Sketch: The Labour Party doesn't have a problem with anti-semitism, it's locked itself in the toilet

No one asked Ken Livingstone to come to Naz Shah's defence, and no one asked him to compare her to Hitler

Tom Peck
Parliamentary Sketch Writer
Thursday 28 April 2016 16:43
comments
After defending Labour MP Naz Shah, Mr Livingstone was ultimately accused of anti-Semitism himself
After defending Labour MP Naz Shah, Mr Livingstone was ultimately accused of anti-Semitism himself

For most politicians, a morning you had intended to spend in the garden might have reached its low point when you instead went on the radio and said, “Anti-semitism and racism are not the same thing.” But all of a sudden it’s two hours later, you’re surrounded by television cameras on your way down some stairs and an MP from your own party is pointing his finger in your face and screaming, ‘Have you read Mein Kampf? Have you read Mein Kampf?’ leaving you with little alternative but to hide in a disabled toilet as TV reporters shout ‘Do you agree with Hitler?’ through the door.

When you look at it just in broad brush stroke terms, it’s possible Labour’s suspended Naz Shah has not gained a great deal from a public defence she did not ask for from the also now-suspended Ken Livingstone.

On the positive side, Labour has learned a valuable lesson. If, in the future, you find yourself having to defend people against allegations of anti-semitism - and it’s conceivable you might - don’t compare their views to Hitler’s.

Was Ms Shah’s suggestion that the nation of Israel and its 8 million inhabitants be ‘transported’ to the United States mainland anti-semitic, BBC Radio London had wanted to know. “No,” Ken said. “It’s completely over the top but it’s not anti-semitic.” And to prove it wasn’t anti-semitic, it turns out Hitler agrees with him.

“Let’s remember when Hitler won his election in 1932, his policy then was that Jews should be moved to Israel,” he said. “He was supporting Zionism – this was before he went mad and ended up killing six million Jews.”

## The input:
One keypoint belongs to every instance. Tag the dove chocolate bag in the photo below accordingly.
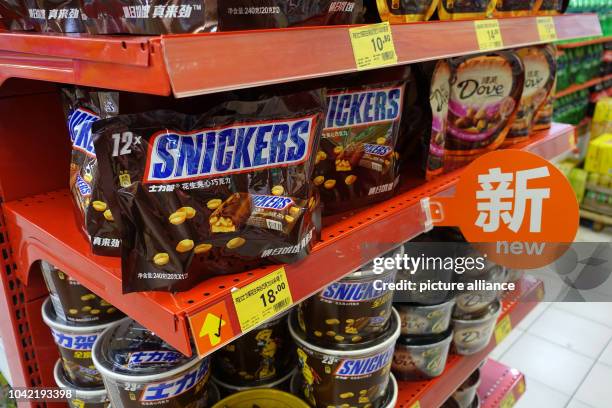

---

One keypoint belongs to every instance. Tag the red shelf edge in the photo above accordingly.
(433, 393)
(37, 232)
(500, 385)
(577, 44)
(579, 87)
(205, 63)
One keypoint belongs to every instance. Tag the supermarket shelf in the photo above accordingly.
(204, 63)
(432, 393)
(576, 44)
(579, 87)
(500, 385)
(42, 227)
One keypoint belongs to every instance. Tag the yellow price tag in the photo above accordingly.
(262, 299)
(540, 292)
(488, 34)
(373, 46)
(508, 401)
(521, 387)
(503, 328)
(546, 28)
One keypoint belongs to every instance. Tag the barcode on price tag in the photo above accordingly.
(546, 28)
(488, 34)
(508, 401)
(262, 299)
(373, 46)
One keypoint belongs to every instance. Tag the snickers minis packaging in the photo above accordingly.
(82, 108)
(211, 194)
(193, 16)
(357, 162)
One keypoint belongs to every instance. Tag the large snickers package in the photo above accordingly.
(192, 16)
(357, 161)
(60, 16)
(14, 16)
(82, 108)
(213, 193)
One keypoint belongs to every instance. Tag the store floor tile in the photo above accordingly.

* * *

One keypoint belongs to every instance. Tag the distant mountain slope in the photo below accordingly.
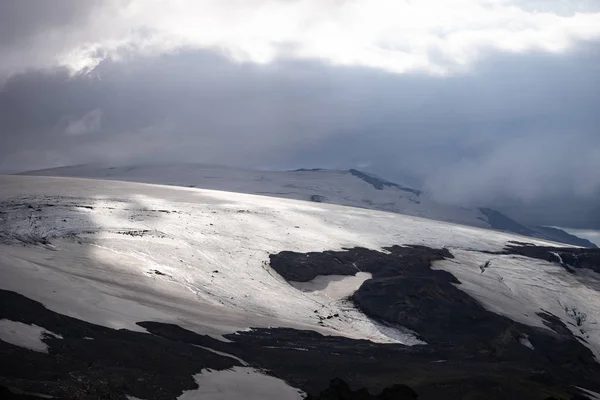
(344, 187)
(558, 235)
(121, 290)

## Directions:
1. Rescale the entries from the line with "One keypoint belongs to every instance. Tag the snickers" up to and including the line with "One keypoint belongs to every instance. Tag the store". Give every one of those lines again, requests included, with each coordinate multiplied by 2.55 and rounded to a whole number (halves rounded up), and return nothing beyond them.
2. Carry on the sketch about Ken Livingstone's defence of Naz Shah from the point where it stops.

## Response list:
1.
One keypoint belongs to every instance. Tag the snickers minis packaging in the photo above accordingly.
(209, 275)
(538, 495)
(492, 41)
(910, 413)
One keypoint belongs to every instance. Tag the large snickers package in the photo above accordingly.
(490, 41)
(910, 411)
(153, 41)
(36, 41)
(209, 275)
(543, 492)
One keypoint belongs to every instance. Tag the store floor tile in the photo above accordingly.

2.
‘Job done,’ Ken must have thought. Shah defended. Honour restored. Back to the azaleas. But it turned out even more people wanted to know about this 'Hitler before he went mad’ period. The BBC News Channel, the Daily Politics, Sky News and the World at One on Radio 4 to be exact, and all were duly obliged. Which was why it came to pass that, a week before the Mayoral elections, the only man to have done that job for Labour had a twenty minute on air discussion with Andrew Neil about Hitler's views on Zionism.

“It’s a historical fact,” he told him. “I was asked a question. I answered it.” It was a historical fact that was repeated on air at least a hundred times, for reasons that no one has yet been able to explain. Of course, it would be unfair not to extend to Ken Livingstone the same generosity he is preternaturally inclined to extend to the leader of the Third Reich, and it may simply be that he had by this point come to the end of his own pre-mad phase.

Labour’s John Mann had already accosted him on the stairs, the footage broadcast. And not half an hour later, he would be hiding in the toilets. At this point, the timings become unclear, but he may indeed have still been hiding in them as news of his suspension from the Labour Party became public.

At some point very soon, Jeremy Corbyn will inevitably come out and say the Labour Party ‘doesn’t have a problem with anti-semitism.’ If he wants anyone to believe him, he might wish to have the keys to a disabled toilet in his hand, and then throw them away.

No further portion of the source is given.